**Exercise goal**
Repeat the whole of the data, keeping every detail the same.

(Boundary labeling items)
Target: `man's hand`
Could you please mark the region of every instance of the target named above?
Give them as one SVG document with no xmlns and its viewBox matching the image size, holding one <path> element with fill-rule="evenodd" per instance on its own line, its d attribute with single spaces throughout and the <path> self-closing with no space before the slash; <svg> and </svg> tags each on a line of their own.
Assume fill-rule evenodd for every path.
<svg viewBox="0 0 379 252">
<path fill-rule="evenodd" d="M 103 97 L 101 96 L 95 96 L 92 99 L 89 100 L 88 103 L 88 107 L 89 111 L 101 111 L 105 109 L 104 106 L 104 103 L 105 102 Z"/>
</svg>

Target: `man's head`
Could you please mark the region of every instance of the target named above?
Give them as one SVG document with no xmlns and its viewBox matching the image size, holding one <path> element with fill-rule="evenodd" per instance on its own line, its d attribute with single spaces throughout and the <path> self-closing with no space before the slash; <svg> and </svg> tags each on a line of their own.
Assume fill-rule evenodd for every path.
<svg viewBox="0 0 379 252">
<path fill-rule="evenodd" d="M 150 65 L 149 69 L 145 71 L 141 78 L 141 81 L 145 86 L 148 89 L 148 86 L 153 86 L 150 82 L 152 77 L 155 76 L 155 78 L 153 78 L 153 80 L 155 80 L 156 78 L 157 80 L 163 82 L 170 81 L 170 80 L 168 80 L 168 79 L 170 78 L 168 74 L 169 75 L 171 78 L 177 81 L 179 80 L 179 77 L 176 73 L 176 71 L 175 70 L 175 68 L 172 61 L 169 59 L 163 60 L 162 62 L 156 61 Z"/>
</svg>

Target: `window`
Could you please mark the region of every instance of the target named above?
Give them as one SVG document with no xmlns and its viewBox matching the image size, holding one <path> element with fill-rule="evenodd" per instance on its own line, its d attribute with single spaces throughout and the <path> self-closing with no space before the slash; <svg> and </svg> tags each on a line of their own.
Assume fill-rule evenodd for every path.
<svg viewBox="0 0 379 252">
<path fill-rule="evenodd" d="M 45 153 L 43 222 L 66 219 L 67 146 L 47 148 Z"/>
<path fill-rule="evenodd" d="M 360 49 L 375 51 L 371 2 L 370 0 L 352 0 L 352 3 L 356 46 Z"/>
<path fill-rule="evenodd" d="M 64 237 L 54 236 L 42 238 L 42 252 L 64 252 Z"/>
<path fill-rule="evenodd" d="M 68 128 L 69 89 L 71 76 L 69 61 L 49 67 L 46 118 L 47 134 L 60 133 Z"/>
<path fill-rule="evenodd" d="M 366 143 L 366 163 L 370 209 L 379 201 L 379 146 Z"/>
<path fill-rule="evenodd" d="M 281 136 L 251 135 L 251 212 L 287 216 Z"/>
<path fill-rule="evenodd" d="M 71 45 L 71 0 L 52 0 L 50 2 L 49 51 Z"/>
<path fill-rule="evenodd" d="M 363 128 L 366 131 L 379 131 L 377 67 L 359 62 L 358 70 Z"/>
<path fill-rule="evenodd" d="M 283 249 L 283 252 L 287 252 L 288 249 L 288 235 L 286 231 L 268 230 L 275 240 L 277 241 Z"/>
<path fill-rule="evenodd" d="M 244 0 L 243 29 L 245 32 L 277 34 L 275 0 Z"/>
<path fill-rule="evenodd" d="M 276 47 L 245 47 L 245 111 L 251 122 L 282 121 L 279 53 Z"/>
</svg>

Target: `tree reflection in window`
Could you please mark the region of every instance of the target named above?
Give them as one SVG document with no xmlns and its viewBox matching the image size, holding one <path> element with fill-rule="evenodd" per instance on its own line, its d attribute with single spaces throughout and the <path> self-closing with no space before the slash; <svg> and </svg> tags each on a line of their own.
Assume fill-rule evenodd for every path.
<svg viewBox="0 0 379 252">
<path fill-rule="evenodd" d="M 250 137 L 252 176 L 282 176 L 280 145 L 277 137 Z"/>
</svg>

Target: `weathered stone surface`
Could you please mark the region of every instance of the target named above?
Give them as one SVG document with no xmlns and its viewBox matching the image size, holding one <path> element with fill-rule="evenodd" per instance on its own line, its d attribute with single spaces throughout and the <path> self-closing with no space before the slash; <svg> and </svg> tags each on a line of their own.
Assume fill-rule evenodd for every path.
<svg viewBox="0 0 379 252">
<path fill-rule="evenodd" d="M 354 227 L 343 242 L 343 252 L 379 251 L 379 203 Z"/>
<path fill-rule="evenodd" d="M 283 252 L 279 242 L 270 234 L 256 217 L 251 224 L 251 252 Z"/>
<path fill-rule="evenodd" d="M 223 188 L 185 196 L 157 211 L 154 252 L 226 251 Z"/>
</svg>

**Task response**
Target: `man's hand`
Could you please mark the region of every instance of the target named above?
Give them as one SVG document with no xmlns and its viewBox matching the image size, holding one <path> element with fill-rule="evenodd" per instance on its own line, its d attribute with single spaces throughout and the <path> self-closing with no space before the slash; <svg> and </svg> tags each on a line of their own.
Assume fill-rule evenodd for every path.
<svg viewBox="0 0 379 252">
<path fill-rule="evenodd" d="M 103 97 L 101 96 L 95 96 L 92 99 L 89 100 L 88 103 L 88 107 L 89 111 L 101 111 L 105 109 L 104 106 L 104 103 L 105 102 Z"/>
</svg>

Target: `man's head`
Could you please mark the region of every instance of the target named above?
Give them as one SVG document with no xmlns and its viewBox matching the image size, holding one <path> element with fill-rule="evenodd" per instance on its own line, its d attribute with single spaces throughout and the <path> self-closing with no space before the slash; <svg> and </svg> tags each on a line of their own.
Assume fill-rule evenodd for every path.
<svg viewBox="0 0 379 252">
<path fill-rule="evenodd" d="M 150 65 L 149 69 L 145 71 L 141 78 L 141 81 L 145 86 L 148 89 L 148 86 L 153 86 L 150 82 L 152 77 L 155 76 L 155 78 L 153 78 L 153 80 L 155 80 L 156 78 L 157 80 L 163 82 L 170 81 L 170 80 L 168 80 L 168 79 L 170 78 L 168 74 L 169 75 L 171 78 L 177 81 L 179 80 L 179 77 L 176 73 L 176 71 L 175 70 L 175 68 L 172 61 L 169 59 L 163 60 L 162 62 L 156 61 Z"/>
</svg>

Target: `window`
Could you please mark the region of every instance of the target named above?
Give them as one SVG document with no xmlns and its viewBox matching the image size, holding one <path> element with fill-rule="evenodd" per instance on its own line, its d attribute with single spaces throughout and the <path> self-closing with no space before the slash; <svg> and </svg> tags each on a line of their own.
Assume fill-rule evenodd for every path.
<svg viewBox="0 0 379 252">
<path fill-rule="evenodd" d="M 45 153 L 43 222 L 66 219 L 67 146 L 47 148 Z"/>
<path fill-rule="evenodd" d="M 360 49 L 375 51 L 371 2 L 370 0 L 352 0 L 352 3 L 356 46 Z"/>
<path fill-rule="evenodd" d="M 64 237 L 54 236 L 42 238 L 42 252 L 64 252 Z"/>
<path fill-rule="evenodd" d="M 68 128 L 69 89 L 71 76 L 69 61 L 49 67 L 46 118 L 47 134 L 60 133 Z"/>
<path fill-rule="evenodd" d="M 366 143 L 366 163 L 370 209 L 379 201 L 379 146 Z"/>
<path fill-rule="evenodd" d="M 281 136 L 251 135 L 251 212 L 287 216 Z"/>
<path fill-rule="evenodd" d="M 71 45 L 71 0 L 52 0 L 50 2 L 49 51 Z"/>
<path fill-rule="evenodd" d="M 363 128 L 366 131 L 379 131 L 377 67 L 359 62 L 358 70 Z"/>
<path fill-rule="evenodd" d="M 283 249 L 283 252 L 287 252 L 288 249 L 288 235 L 286 231 L 268 230 L 275 240 L 277 241 Z"/>
<path fill-rule="evenodd" d="M 244 0 L 243 29 L 245 32 L 277 34 L 275 0 Z"/>
<path fill-rule="evenodd" d="M 276 47 L 245 47 L 245 111 L 251 122 L 282 121 L 279 53 Z"/>
</svg>

Target: `tree reflection in window`
Could you please mark the region of every instance of the target named above?
Give them as one SVG document with no xmlns and its viewBox matching the image size, holding one <path> element with fill-rule="evenodd" per instance on its own line, its d attribute with single spaces throughout and the <path> self-closing with no space before the slash; <svg> and </svg> tags each on a line of their own.
Assume fill-rule evenodd for every path.
<svg viewBox="0 0 379 252">
<path fill-rule="evenodd" d="M 250 137 L 252 176 L 282 176 L 280 145 L 277 137 Z"/>
</svg>

Target: `weathered stone surface`
Could you please mark the region of every instance of the target named above?
Give them as one SVG document with no xmlns and its viewBox matching the image size, holding one <path> element with fill-rule="evenodd" per instance on its own line, its d attribute with single spaces throughout and the <path> self-closing with no space before the slash; <svg> and </svg> tags each on a line of their own.
Assume fill-rule evenodd for every path.
<svg viewBox="0 0 379 252">
<path fill-rule="evenodd" d="M 354 227 L 343 242 L 343 252 L 379 251 L 379 203 Z"/>
<path fill-rule="evenodd" d="M 283 252 L 279 242 L 270 234 L 256 217 L 251 224 L 251 252 Z"/>
<path fill-rule="evenodd" d="M 223 188 L 185 196 L 157 211 L 154 252 L 226 251 Z"/>
</svg>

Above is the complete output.